Google Drive File Recovery is a tricky and crucial subject.
Let’s make it more simple.
If your company uses G Suite, then Google’s “Loch Ness monster” aka Google Drive, is probably more than just a cloud-based storage and syncing service for you — It’s the spine that holds up your valuable data and powers other limbs of your organization’s interactions.
Unfortunately, with all of the cross-employee collaboration going on in there, it’s not uncommon for files to ‘seemingly’ go missing from your company’s Google Drive repository.
If that ever happens “Don’t Panic“ — This simplified guide will help you know exactly what happened to your files 🕵️
There are a few things you need to learn when it comes to Google Drive File Recovery. Let’s start with the most basic skills and build our way up 🙏:
Recover a deleted file from the Trash 🗑️
Recently deleted a file and want to recover it? That’s probably the simplest most common scenario.

DATA SHOWN >>
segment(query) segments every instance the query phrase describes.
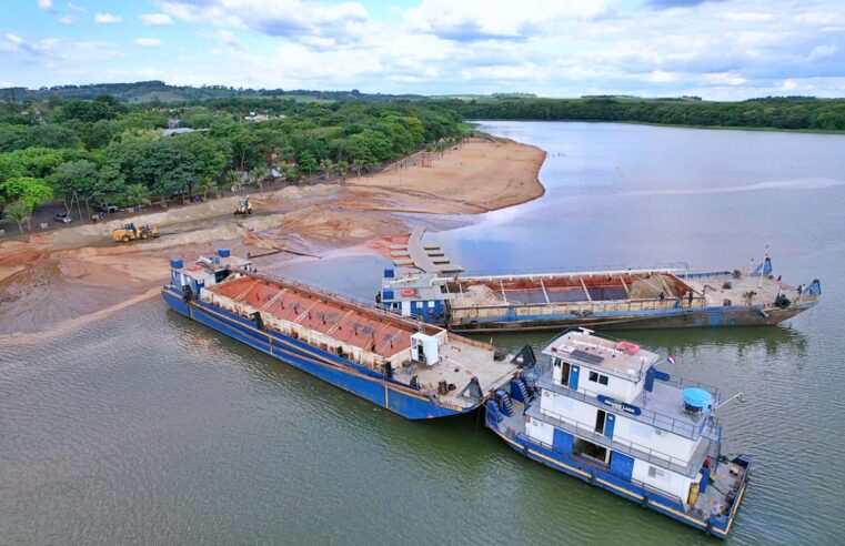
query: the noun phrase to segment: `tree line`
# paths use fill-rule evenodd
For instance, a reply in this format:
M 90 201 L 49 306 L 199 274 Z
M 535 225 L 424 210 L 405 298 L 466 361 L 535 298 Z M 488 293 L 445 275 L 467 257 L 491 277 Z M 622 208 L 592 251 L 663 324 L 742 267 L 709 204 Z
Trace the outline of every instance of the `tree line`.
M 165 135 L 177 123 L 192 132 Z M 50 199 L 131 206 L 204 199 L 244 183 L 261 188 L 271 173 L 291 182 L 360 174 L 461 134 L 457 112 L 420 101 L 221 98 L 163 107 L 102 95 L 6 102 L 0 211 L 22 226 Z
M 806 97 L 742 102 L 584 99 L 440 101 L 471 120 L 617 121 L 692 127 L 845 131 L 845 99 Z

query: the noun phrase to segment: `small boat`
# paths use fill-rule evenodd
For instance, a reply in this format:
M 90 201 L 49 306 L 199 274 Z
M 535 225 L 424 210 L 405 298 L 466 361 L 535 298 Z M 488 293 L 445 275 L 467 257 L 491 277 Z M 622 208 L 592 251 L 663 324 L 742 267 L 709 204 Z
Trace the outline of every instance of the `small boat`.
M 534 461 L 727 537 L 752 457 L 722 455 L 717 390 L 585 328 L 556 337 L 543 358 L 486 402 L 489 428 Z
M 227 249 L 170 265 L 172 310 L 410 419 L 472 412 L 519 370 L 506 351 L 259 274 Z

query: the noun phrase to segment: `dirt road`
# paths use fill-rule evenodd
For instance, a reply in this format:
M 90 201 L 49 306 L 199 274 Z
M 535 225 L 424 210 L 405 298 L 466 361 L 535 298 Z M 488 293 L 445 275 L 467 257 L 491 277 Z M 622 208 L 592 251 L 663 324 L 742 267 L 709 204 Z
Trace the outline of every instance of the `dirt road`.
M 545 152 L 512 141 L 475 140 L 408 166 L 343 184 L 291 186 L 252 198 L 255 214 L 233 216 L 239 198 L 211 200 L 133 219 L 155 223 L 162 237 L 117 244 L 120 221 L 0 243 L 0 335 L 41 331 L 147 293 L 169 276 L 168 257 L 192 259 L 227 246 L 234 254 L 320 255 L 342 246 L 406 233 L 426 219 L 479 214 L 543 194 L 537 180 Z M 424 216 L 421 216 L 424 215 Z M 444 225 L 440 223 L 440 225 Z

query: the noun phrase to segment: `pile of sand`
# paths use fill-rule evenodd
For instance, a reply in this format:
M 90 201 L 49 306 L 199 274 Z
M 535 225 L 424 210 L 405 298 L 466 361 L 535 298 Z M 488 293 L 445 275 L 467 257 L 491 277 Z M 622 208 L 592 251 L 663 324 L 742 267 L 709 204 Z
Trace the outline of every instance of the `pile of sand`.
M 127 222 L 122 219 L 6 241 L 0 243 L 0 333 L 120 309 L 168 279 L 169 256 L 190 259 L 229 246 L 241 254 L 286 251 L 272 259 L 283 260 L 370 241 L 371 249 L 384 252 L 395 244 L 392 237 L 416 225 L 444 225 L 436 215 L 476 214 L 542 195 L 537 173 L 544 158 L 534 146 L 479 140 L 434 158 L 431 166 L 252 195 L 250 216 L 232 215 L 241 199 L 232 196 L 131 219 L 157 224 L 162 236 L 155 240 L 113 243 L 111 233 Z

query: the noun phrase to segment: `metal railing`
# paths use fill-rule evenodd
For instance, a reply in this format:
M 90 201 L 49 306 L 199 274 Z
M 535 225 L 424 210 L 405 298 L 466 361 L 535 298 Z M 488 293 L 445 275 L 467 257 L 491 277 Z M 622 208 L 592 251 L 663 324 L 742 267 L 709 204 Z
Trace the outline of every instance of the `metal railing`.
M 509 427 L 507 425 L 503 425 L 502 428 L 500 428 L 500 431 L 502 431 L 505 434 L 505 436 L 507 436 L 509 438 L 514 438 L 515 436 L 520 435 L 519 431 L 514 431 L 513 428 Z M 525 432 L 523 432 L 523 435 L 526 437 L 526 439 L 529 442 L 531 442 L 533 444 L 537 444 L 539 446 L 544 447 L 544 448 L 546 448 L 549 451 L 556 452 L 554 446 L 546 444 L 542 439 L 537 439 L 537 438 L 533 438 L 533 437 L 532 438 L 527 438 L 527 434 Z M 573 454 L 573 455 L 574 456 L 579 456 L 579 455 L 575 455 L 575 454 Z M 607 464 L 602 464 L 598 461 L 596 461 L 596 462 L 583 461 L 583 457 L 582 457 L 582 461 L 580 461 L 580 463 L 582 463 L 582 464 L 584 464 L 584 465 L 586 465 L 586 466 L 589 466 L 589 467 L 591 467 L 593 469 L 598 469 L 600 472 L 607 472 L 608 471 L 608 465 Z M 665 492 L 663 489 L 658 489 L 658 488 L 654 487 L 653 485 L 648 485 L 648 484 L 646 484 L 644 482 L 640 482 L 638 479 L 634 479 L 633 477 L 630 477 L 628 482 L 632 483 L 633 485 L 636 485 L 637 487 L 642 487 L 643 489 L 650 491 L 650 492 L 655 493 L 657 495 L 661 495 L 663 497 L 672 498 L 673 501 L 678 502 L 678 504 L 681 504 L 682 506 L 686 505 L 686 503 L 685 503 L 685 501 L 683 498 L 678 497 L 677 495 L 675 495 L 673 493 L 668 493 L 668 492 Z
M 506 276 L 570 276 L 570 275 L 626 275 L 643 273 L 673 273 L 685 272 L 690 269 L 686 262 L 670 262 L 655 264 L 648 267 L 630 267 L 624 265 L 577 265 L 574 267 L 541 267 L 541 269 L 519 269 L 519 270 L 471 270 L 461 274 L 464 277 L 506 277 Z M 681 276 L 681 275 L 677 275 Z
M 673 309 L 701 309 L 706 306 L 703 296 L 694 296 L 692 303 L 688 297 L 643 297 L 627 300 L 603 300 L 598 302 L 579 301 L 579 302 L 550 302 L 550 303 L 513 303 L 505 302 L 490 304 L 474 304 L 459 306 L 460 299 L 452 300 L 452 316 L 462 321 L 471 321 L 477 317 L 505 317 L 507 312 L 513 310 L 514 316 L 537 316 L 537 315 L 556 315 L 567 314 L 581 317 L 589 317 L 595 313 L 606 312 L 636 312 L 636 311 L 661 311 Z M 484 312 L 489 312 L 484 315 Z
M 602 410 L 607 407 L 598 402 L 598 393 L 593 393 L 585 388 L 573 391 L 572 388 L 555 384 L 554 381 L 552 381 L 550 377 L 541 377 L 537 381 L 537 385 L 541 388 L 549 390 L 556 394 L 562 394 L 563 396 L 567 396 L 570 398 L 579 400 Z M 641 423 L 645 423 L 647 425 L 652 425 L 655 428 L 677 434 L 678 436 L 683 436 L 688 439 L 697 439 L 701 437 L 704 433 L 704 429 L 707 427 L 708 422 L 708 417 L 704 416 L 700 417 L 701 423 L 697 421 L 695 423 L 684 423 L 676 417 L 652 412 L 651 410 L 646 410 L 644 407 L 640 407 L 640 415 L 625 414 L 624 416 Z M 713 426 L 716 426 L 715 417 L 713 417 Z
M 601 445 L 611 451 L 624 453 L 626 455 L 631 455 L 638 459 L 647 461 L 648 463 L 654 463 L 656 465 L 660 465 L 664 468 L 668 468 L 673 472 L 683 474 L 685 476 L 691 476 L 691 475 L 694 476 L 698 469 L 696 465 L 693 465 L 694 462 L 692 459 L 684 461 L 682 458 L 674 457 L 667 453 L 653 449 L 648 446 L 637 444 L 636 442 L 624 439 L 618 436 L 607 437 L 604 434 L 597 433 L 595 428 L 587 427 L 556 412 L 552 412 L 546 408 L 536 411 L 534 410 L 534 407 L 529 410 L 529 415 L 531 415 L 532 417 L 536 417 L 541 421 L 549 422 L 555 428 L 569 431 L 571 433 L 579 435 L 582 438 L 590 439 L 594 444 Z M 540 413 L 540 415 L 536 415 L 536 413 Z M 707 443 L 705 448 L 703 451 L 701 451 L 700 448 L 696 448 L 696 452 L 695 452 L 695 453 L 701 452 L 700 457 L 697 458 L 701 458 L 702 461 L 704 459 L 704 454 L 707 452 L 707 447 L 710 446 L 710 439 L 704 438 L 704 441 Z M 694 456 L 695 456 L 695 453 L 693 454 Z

THE TASKS >>
a. Please retype the part of the Google Drive recovery guide that begins at the words "Let’s make it" and stops after the words "your organization’s interactions.".
b. In the Google Drive recovery guide, what nickname is given to Google Drive?
c. List every emoji that appears in the Google Drive recovery guide.

THE SOLUTIONS >>
a.
Let’s make it more simple.
If your company uses G Suite, then Google’s “Loch Ness monster” aka Google Drive, is probably more than just a cloud-based storage and syncing service for you — It’s the spine that holds up your valuable data and powers other limbs of your organization’s interactions.

b. Google's "Loch Ness monster"

c. 🕵️, 🙏, 🗑️